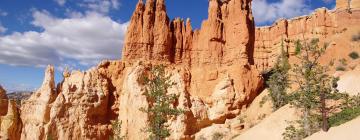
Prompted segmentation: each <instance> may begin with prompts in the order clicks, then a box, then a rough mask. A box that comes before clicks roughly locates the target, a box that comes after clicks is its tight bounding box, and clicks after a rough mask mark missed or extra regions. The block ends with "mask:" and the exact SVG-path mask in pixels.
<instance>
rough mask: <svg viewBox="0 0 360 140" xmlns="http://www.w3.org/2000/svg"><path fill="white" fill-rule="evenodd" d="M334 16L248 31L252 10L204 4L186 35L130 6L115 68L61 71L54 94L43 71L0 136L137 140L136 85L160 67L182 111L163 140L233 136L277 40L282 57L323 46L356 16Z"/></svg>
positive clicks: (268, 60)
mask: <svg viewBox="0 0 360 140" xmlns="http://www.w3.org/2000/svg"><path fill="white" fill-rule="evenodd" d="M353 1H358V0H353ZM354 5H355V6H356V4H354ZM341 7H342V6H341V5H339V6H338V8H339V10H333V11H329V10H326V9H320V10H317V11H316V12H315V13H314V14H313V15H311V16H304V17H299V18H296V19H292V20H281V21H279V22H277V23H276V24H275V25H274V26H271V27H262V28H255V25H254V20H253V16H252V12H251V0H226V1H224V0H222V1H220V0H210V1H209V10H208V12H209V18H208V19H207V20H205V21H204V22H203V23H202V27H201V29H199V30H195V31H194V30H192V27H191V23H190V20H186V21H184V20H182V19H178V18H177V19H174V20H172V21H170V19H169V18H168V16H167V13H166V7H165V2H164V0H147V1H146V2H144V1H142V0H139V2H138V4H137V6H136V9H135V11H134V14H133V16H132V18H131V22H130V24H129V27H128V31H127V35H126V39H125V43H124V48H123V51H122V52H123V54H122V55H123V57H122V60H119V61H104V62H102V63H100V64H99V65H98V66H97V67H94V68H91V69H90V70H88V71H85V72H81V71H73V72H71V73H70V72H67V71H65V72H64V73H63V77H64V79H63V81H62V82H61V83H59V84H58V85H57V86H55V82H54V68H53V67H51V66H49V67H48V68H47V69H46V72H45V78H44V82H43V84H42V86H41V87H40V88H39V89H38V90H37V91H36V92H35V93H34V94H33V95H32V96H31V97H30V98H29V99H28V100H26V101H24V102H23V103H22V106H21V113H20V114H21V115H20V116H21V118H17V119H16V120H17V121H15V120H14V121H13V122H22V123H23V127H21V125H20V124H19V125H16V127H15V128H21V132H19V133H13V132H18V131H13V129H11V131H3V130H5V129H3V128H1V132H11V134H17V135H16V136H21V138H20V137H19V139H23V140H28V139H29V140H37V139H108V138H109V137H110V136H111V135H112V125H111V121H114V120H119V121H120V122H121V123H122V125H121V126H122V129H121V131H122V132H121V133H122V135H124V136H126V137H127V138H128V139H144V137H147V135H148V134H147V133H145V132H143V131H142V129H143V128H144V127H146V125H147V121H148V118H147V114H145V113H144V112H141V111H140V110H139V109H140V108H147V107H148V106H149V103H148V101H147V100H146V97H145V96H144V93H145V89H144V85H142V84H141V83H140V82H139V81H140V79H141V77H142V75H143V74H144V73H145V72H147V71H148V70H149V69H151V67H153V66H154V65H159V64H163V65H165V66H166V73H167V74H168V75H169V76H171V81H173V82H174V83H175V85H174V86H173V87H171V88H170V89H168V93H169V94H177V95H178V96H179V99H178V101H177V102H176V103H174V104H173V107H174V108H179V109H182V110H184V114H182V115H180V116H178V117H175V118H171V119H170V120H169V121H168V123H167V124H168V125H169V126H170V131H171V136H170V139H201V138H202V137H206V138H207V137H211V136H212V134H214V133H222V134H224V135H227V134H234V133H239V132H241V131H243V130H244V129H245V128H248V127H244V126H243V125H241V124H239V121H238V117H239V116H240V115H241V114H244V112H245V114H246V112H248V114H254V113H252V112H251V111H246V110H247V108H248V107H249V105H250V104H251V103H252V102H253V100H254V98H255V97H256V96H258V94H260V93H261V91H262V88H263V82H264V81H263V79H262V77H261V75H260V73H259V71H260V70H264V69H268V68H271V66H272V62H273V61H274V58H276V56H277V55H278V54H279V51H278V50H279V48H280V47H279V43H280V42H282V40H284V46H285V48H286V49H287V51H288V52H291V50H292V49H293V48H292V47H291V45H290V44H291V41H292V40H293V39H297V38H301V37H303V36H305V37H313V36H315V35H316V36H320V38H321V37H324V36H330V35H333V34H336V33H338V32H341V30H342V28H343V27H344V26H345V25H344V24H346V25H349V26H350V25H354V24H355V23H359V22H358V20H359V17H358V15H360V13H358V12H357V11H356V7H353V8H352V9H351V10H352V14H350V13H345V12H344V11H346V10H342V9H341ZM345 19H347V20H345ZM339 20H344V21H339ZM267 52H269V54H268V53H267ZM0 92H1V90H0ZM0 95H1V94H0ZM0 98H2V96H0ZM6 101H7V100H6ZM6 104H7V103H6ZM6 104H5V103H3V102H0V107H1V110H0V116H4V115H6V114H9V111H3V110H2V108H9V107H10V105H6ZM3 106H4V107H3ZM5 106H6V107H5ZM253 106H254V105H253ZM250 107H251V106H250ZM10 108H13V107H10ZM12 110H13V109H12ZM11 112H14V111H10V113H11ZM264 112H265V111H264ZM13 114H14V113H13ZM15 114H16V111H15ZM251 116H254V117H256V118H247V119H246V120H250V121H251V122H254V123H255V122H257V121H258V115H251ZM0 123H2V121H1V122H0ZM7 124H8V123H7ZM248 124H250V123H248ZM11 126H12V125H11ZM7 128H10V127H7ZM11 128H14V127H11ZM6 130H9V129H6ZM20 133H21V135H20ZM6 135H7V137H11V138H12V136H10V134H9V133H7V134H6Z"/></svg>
_ _ _ _ _
About this task:
Your job is to copy every entry exactly. Omit the pictures.

Expected answer:
Prompted segmentation: each <instance> may begin with prompts in the order clicks, then a box, then a rough mask. A box that comes before clicks roughly locates the target, a box that comes after clicks is its tight bounding box, and clicks after a rough mask mark missed or extra regions. The block ends with "mask:" and the exact SVG-path mask in pixels.
<instance>
rough mask: <svg viewBox="0 0 360 140" xmlns="http://www.w3.org/2000/svg"><path fill="white" fill-rule="evenodd" d="M334 16L248 31L252 10L204 4L186 35L130 6L115 68L61 71L54 94L43 71L0 136L137 140L136 85L160 67L182 111L163 140L233 136L277 40L282 57L323 46L356 16Z"/></svg>
positive clicks: (268, 60)
mask: <svg viewBox="0 0 360 140" xmlns="http://www.w3.org/2000/svg"><path fill="white" fill-rule="evenodd" d="M353 1H358V0H353ZM354 5H355V6H356V4H354ZM341 7H342V6H341V5H339V6H338V8H339V10H333V11H329V10H326V9H320V10H317V11H316V12H315V13H314V14H313V15H311V16H304V17H299V18H296V19H292V20H281V21H279V22H277V23H276V24H275V25H274V26H271V27H262V28H255V25H254V20H253V16H252V12H251V0H226V1H224V0H222V1H220V0H210V1H209V10H208V12H209V18H208V19H207V20H205V21H204V22H203V23H202V27H201V29H199V30H195V31H194V30H192V27H191V23H190V20H186V21H184V20H182V19H178V18H177V19H174V20H172V21H170V19H169V18H168V16H167V13H166V7H165V2H164V0H147V1H146V2H144V1H142V0H139V2H138V4H137V6H136V9H135V11H134V14H133V16H132V18H131V22H130V24H129V27H128V31H127V35H126V39H125V43H124V48H123V51H122V52H123V54H122V55H123V57H122V60H119V61H104V62H102V63H100V64H99V65H98V66H97V67H94V68H91V69H90V70H88V71H85V72H81V71H73V72H71V73H70V72H67V71H65V72H64V73H63V77H64V79H63V81H62V82H61V83H59V84H58V85H57V86H55V82H54V68H53V67H51V66H49V67H48V68H47V69H46V72H45V78H44V82H43V84H42V86H41V87H40V88H39V89H38V90H37V91H36V92H35V93H34V94H33V95H32V96H31V97H30V98H29V99H28V100H26V101H24V102H23V103H22V106H21V113H20V114H21V115H20V116H21V118H17V119H16V120H17V121H15V120H14V121H13V122H22V123H23V127H21V125H20V124H19V125H16V127H15V128H21V132H19V133H13V132H18V131H13V129H11V131H3V130H5V129H3V128H1V132H11V134H17V135H16V136H21V138H20V137H19V139H23V140H28V139H29V140H37V139H108V138H109V137H110V136H111V135H112V125H111V121H114V120H119V121H120V122H121V123H122V125H121V126H122V129H121V131H122V132H121V133H122V135H124V136H126V137H127V138H128V139H144V137H147V135H148V134H147V133H145V132H143V131H142V129H143V128H144V127H146V125H147V121H148V118H147V114H145V113H144V112H141V111H140V110H139V109H140V108H147V107H148V106H149V103H148V101H147V100H146V97H145V96H144V93H145V89H144V85H142V84H141V83H140V82H139V81H140V79H141V77H142V75H143V74H144V73H145V72H147V71H148V70H149V69H151V67H153V66H154V65H159V64H163V65H165V66H166V73H167V74H168V75H169V76H171V81H173V82H174V83H175V85H174V86H173V87H171V88H170V89H168V93H169V94H177V95H178V96H179V99H178V101H177V102H176V103H174V104H173V107H174V108H179V109H182V110H184V114H182V115H180V116H178V117H175V118H171V119H170V120H169V121H168V123H167V124H168V125H169V126H170V131H171V136H170V139H201V138H202V137H206V138H207V137H211V136H212V134H214V133H222V134H224V135H227V134H234V133H239V132H241V131H243V130H244V129H245V128H248V127H244V126H243V125H241V124H239V121H238V117H239V116H240V115H241V114H244V112H245V114H246V112H248V114H254V113H252V112H251V111H246V110H247V108H248V107H249V105H250V104H251V103H252V102H253V100H254V98H255V97H256V96H258V94H260V93H261V91H262V88H263V82H264V81H263V79H262V77H261V75H260V73H259V71H260V70H264V69H268V68H271V66H272V62H273V61H274V58H276V56H277V55H278V54H279V51H278V50H279V48H280V47H279V43H280V42H282V40H284V46H285V48H286V49H287V51H288V52H291V50H292V49H293V48H292V47H291V45H290V44H291V41H292V40H293V39H297V38H301V37H303V36H305V37H313V36H315V35H316V36H320V38H321V37H324V36H330V35H333V34H336V33H338V32H341V30H342V28H343V27H344V26H345V25H344V24H346V25H349V26H350V25H354V24H355V23H359V22H358V20H359V17H358V15H360V13H358V12H357V11H356V7H353V8H352V9H351V10H352V14H350V13H345V12H344V11H346V10H342V9H341ZM345 19H347V20H345ZM339 20H344V21H339ZM267 52H269V54H268V53H267ZM0 92H1V90H0ZM0 95H1V94H0ZM0 98H2V96H0ZM6 101H7V100H6ZM6 104H7V103H6ZM6 104H5V103H3V102H0V107H1V110H0V116H4V115H6V114H9V111H3V110H2V108H9V107H10V105H6ZM3 106H4V107H3ZM5 106H6V107H5ZM253 106H254V105H253ZM250 107H251V106H250ZM10 108H13V107H10ZM12 110H13V109H12ZM11 112H14V111H10V113H11ZM264 112H265V111H264ZM13 114H14V113H13ZM15 114H16V111H15ZM251 116H254V117H256V118H247V119H246V120H250V121H251V122H254V123H255V122H257V121H258V115H251ZM0 123H2V121H1V122H0ZM7 124H8V123H7ZM248 124H250V123H248ZM11 126H12V125H11ZM7 128H10V127H7ZM11 128H14V127H11ZM6 130H9V129H6ZM20 133H21V135H20ZM6 135H7V137H11V138H12V136H10V134H9V133H7V134H6Z"/></svg>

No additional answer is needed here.